*Instructions for the task:* Find the line that contains "Target: granite rock face" in the entries below. Output it and each later line exactly, and nothing else.

*Supplied information:*
====================

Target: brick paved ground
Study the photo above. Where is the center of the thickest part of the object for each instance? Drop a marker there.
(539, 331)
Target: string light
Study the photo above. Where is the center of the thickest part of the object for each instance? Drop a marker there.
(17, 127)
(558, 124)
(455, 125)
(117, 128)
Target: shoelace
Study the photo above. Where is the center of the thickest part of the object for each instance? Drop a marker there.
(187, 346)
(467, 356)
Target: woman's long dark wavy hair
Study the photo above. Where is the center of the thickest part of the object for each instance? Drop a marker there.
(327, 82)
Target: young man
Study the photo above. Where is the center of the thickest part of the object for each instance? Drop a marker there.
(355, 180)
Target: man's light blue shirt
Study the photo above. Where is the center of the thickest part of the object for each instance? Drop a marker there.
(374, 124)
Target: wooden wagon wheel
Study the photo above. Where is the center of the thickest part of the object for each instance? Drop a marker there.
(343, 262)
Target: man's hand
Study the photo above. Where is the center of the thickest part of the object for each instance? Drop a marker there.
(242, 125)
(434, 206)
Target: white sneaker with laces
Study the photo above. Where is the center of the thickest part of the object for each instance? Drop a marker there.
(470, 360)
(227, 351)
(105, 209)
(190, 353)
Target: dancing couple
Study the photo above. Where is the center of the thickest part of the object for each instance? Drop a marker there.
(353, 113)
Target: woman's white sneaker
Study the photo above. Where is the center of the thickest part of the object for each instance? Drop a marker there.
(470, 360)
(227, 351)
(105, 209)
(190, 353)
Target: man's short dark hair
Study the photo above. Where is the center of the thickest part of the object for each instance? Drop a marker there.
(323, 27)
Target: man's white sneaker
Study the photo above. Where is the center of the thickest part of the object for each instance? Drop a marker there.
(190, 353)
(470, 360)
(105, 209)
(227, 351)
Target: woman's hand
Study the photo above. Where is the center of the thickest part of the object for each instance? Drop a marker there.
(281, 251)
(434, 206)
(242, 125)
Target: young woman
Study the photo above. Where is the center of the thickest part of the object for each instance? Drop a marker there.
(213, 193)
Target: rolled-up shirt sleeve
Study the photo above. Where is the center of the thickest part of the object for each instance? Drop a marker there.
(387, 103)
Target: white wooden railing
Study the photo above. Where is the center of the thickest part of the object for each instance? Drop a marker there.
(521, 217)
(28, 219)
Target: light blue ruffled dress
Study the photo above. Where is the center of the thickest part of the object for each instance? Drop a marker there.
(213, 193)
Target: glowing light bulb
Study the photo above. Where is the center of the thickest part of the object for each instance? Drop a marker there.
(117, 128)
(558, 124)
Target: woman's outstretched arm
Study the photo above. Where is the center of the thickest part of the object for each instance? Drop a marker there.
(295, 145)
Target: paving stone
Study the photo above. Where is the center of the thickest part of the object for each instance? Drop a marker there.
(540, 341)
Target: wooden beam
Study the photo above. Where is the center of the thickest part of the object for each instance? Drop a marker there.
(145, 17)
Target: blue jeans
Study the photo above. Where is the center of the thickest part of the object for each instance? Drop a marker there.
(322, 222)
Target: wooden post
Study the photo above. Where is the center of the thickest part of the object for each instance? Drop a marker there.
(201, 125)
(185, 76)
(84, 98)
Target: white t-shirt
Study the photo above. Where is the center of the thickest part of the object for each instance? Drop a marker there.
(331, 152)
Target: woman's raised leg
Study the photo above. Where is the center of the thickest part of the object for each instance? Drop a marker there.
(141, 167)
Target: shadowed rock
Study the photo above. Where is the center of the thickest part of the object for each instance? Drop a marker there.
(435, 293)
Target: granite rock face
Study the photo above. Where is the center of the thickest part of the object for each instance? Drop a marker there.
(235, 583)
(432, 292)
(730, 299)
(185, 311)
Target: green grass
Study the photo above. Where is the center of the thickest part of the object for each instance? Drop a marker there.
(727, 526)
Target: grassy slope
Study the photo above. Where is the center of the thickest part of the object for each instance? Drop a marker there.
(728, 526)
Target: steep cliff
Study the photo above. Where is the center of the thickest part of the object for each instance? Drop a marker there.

====================

*The response:*
Target: granite rock face
Study the photo above. Where is the center of the thickest part of the object for each instance? Drop a marker there.
(235, 583)
(432, 292)
(730, 299)
(185, 311)
Target: green grass
Study the photo above. Where is the center of the thickest part of the object for each instance? Drop a marker there.
(727, 526)
Target: grassy slope
Study the photo above. Where is the center of the thickest part of the object for each instance? Drop a marker there.
(728, 526)
Target: steep cliff
Study the photo above. Where is the center of the thickest part of the object for each instance? Drop a marker there.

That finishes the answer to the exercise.